_Given task_.
Copy everything in the listing below word for word, apart from any images.

_Supplied material_.
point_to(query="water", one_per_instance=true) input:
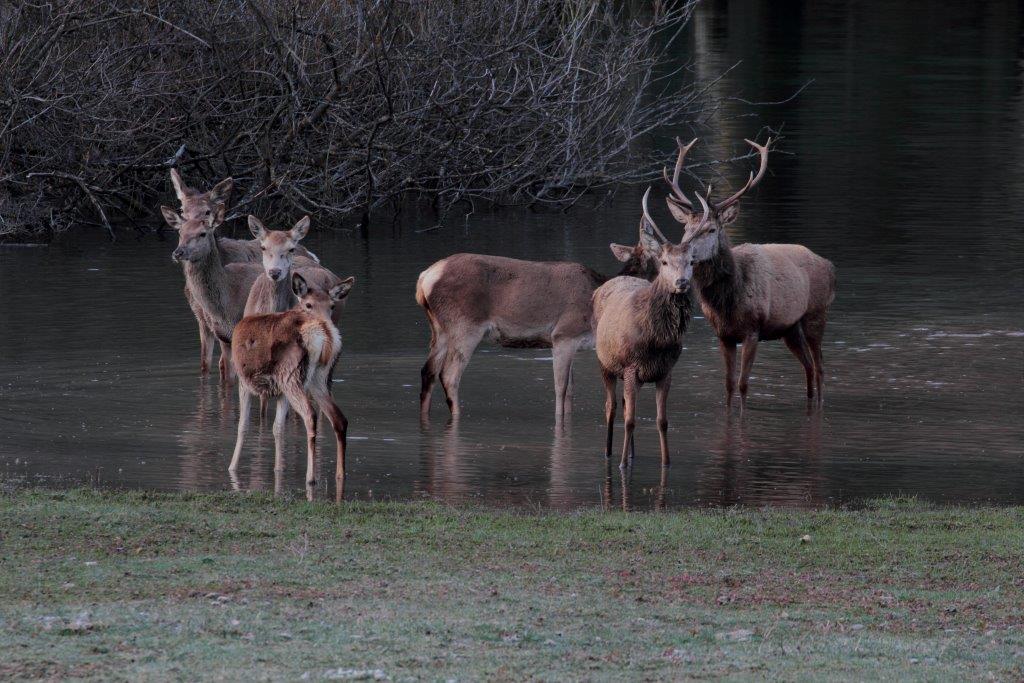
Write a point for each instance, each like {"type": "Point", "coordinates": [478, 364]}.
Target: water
{"type": "Point", "coordinates": [908, 174]}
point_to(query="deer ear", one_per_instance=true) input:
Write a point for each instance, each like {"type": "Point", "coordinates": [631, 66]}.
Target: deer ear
{"type": "Point", "coordinates": [648, 240]}
{"type": "Point", "coordinates": [729, 215]}
{"type": "Point", "coordinates": [299, 287]}
{"type": "Point", "coordinates": [342, 289]}
{"type": "Point", "coordinates": [171, 216]}
{"type": "Point", "coordinates": [256, 227]}
{"type": "Point", "coordinates": [179, 186]}
{"type": "Point", "coordinates": [300, 228]}
{"type": "Point", "coordinates": [622, 252]}
{"type": "Point", "coordinates": [678, 212]}
{"type": "Point", "coordinates": [221, 190]}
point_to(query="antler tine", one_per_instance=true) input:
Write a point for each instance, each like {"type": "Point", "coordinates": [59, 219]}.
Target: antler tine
{"type": "Point", "coordinates": [677, 194]}
{"type": "Point", "coordinates": [702, 225]}
{"type": "Point", "coordinates": [753, 180]}
{"type": "Point", "coordinates": [650, 221]}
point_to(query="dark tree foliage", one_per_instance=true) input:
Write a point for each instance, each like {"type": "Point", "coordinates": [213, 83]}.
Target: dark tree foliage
{"type": "Point", "coordinates": [329, 107]}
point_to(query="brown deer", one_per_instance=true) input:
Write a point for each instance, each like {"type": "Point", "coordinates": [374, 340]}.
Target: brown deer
{"type": "Point", "coordinates": [638, 327]}
{"type": "Point", "coordinates": [216, 291]}
{"type": "Point", "coordinates": [198, 205]}
{"type": "Point", "coordinates": [271, 293]}
{"type": "Point", "coordinates": [754, 293]}
{"type": "Point", "coordinates": [291, 355]}
{"type": "Point", "coordinates": [517, 304]}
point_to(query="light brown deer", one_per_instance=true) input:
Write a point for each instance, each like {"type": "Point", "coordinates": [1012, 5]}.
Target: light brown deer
{"type": "Point", "coordinates": [216, 291]}
{"type": "Point", "coordinates": [271, 293]}
{"type": "Point", "coordinates": [517, 304]}
{"type": "Point", "coordinates": [291, 355]}
{"type": "Point", "coordinates": [638, 327]}
{"type": "Point", "coordinates": [754, 293]}
{"type": "Point", "coordinates": [198, 205]}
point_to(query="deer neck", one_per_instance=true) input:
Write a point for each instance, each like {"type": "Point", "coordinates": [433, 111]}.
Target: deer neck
{"type": "Point", "coordinates": [718, 283]}
{"type": "Point", "coordinates": [665, 312]}
{"type": "Point", "coordinates": [281, 293]}
{"type": "Point", "coordinates": [207, 280]}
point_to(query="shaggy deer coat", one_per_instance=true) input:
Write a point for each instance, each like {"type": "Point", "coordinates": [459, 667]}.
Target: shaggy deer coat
{"type": "Point", "coordinates": [639, 329]}
{"type": "Point", "coordinates": [754, 293]}
{"type": "Point", "coordinates": [515, 303]}
{"type": "Point", "coordinates": [207, 206]}
{"type": "Point", "coordinates": [291, 355]}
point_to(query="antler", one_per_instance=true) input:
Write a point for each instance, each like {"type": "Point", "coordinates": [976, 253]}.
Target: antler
{"type": "Point", "coordinates": [649, 220]}
{"type": "Point", "coordinates": [702, 225]}
{"type": "Point", "coordinates": [677, 195]}
{"type": "Point", "coordinates": [753, 180]}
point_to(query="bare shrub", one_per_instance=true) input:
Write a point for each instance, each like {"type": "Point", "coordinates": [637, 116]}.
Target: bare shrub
{"type": "Point", "coordinates": [330, 107]}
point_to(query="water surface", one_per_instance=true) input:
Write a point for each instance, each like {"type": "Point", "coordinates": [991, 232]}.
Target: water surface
{"type": "Point", "coordinates": [907, 171]}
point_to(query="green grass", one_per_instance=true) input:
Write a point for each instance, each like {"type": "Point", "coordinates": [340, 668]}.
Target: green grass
{"type": "Point", "coordinates": [151, 586]}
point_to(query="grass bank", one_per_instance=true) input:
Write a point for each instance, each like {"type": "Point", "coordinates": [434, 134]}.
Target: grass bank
{"type": "Point", "coordinates": [145, 586]}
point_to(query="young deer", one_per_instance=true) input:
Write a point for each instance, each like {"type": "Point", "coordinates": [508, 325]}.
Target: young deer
{"type": "Point", "coordinates": [639, 326]}
{"type": "Point", "coordinates": [517, 304]}
{"type": "Point", "coordinates": [291, 355]}
{"type": "Point", "coordinates": [216, 291]}
{"type": "Point", "coordinates": [271, 293]}
{"type": "Point", "coordinates": [197, 205]}
{"type": "Point", "coordinates": [754, 293]}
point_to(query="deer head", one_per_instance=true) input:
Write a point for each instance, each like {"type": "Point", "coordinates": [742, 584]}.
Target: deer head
{"type": "Point", "coordinates": [278, 247]}
{"type": "Point", "coordinates": [196, 236]}
{"type": "Point", "coordinates": [707, 236]}
{"type": "Point", "coordinates": [317, 302]}
{"type": "Point", "coordinates": [637, 260]}
{"type": "Point", "coordinates": [197, 205]}
{"type": "Point", "coordinates": [673, 262]}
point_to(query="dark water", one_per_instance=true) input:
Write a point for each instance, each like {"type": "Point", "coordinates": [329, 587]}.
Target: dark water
{"type": "Point", "coordinates": [907, 172]}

_Result below_.
point_to(query="water", one_per_instance=true) input:
Write a point for each instance, each like {"type": "Point", "coordinates": [478, 364]}.
Target: water
{"type": "Point", "coordinates": [908, 174]}
point_to(query="deer ear", one_per_instance=true) input:
Write a point for each instance, each like {"type": "Point", "coordinates": [631, 66]}.
Target: deer ear
{"type": "Point", "coordinates": [648, 240]}
{"type": "Point", "coordinates": [729, 215]}
{"type": "Point", "coordinates": [299, 287]}
{"type": "Point", "coordinates": [342, 289]}
{"type": "Point", "coordinates": [171, 216]}
{"type": "Point", "coordinates": [256, 227]}
{"type": "Point", "coordinates": [179, 186]}
{"type": "Point", "coordinates": [300, 228]}
{"type": "Point", "coordinates": [622, 252]}
{"type": "Point", "coordinates": [678, 212]}
{"type": "Point", "coordinates": [221, 190]}
point_to(query="antler tine", one_per_instance=true) input:
Write a point for each instance, each like {"type": "Point", "coordinates": [59, 219]}.
Target: antler tine
{"type": "Point", "coordinates": [677, 194]}
{"type": "Point", "coordinates": [702, 225]}
{"type": "Point", "coordinates": [753, 180]}
{"type": "Point", "coordinates": [650, 221]}
point_to(query="dark tree foliage", one_per_instance=true) input:
Write a point for each instance, each like {"type": "Point", "coordinates": [213, 83]}.
Target: dark tree foliage
{"type": "Point", "coordinates": [329, 107]}
point_to(query="brown deer", one_per_instance=true) input:
Write a point for each instance, each like {"type": "Point", "coordinates": [374, 340]}.
Target: brown deer
{"type": "Point", "coordinates": [638, 327]}
{"type": "Point", "coordinates": [216, 291]}
{"type": "Point", "coordinates": [198, 205]}
{"type": "Point", "coordinates": [271, 293]}
{"type": "Point", "coordinates": [754, 293]}
{"type": "Point", "coordinates": [291, 355]}
{"type": "Point", "coordinates": [517, 304]}
point_to(query="light brown deer", one_per_instance=true) input:
Write a point for each instance, each like {"type": "Point", "coordinates": [1012, 5]}.
Target: light brown deer
{"type": "Point", "coordinates": [216, 291]}
{"type": "Point", "coordinates": [271, 293]}
{"type": "Point", "coordinates": [517, 304]}
{"type": "Point", "coordinates": [291, 355]}
{"type": "Point", "coordinates": [638, 327]}
{"type": "Point", "coordinates": [754, 293]}
{"type": "Point", "coordinates": [198, 205]}
point_to(query="deer neck", one_per_instance=true) input:
Write a point for each instance, each like {"type": "Point", "coordinates": [433, 111]}.
Target: deer neck
{"type": "Point", "coordinates": [718, 283]}
{"type": "Point", "coordinates": [665, 312]}
{"type": "Point", "coordinates": [281, 293]}
{"type": "Point", "coordinates": [207, 280]}
point_to(query="shaggy deer coat", one_per_instance=true) input:
Write a point for each instance, each like {"type": "Point", "coordinates": [459, 667]}.
Target: shaggy deer coat
{"type": "Point", "coordinates": [639, 329]}
{"type": "Point", "coordinates": [754, 293]}
{"type": "Point", "coordinates": [515, 303]}
{"type": "Point", "coordinates": [207, 206]}
{"type": "Point", "coordinates": [291, 355]}
point_to(query="antler", one_per_instance=true) input:
Write a point for each instance, each like {"type": "Point", "coordinates": [976, 253]}.
Target: antler
{"type": "Point", "coordinates": [649, 220]}
{"type": "Point", "coordinates": [702, 225]}
{"type": "Point", "coordinates": [677, 195]}
{"type": "Point", "coordinates": [753, 180]}
point_to(query="bare shrub", one_per_instance=true) input:
Write a point for each instance, each like {"type": "Point", "coordinates": [637, 116]}.
Target: bare shrub
{"type": "Point", "coordinates": [330, 107]}
point_to(query="water surface", one_per_instance=true) input:
Write a point for each instance, each like {"type": "Point", "coordinates": [991, 232]}.
Target: water surface
{"type": "Point", "coordinates": [907, 171]}
point_to(query="green grass", one_per_instance=true) input:
Write a point for each instance, each like {"type": "Point", "coordinates": [340, 668]}.
Target: green grass
{"type": "Point", "coordinates": [151, 586]}
point_to(query="grass bank", one_per_instance=true) input:
Write a point for each instance, each like {"type": "Point", "coordinates": [434, 134]}.
Target: grass bank
{"type": "Point", "coordinates": [145, 586]}
point_to(query="young deer", one_per_instance=true) input:
Write a point for each instance, each like {"type": "Point", "coordinates": [508, 325]}.
Target: young deer
{"type": "Point", "coordinates": [639, 326]}
{"type": "Point", "coordinates": [517, 304]}
{"type": "Point", "coordinates": [291, 355]}
{"type": "Point", "coordinates": [216, 291]}
{"type": "Point", "coordinates": [271, 293]}
{"type": "Point", "coordinates": [197, 205]}
{"type": "Point", "coordinates": [754, 293]}
point_to(query="deer head", one_per_instance=true) input:
Write a point for each instance, each like {"type": "Point", "coordinates": [742, 584]}.
Target: deer head
{"type": "Point", "coordinates": [278, 247]}
{"type": "Point", "coordinates": [196, 236]}
{"type": "Point", "coordinates": [707, 236]}
{"type": "Point", "coordinates": [317, 302]}
{"type": "Point", "coordinates": [637, 260]}
{"type": "Point", "coordinates": [197, 205]}
{"type": "Point", "coordinates": [673, 262]}
point_to(query="dark water", one_per_instance=true) input:
Write a point for each instance, each like {"type": "Point", "coordinates": [329, 587]}.
Target: dark water
{"type": "Point", "coordinates": [907, 172]}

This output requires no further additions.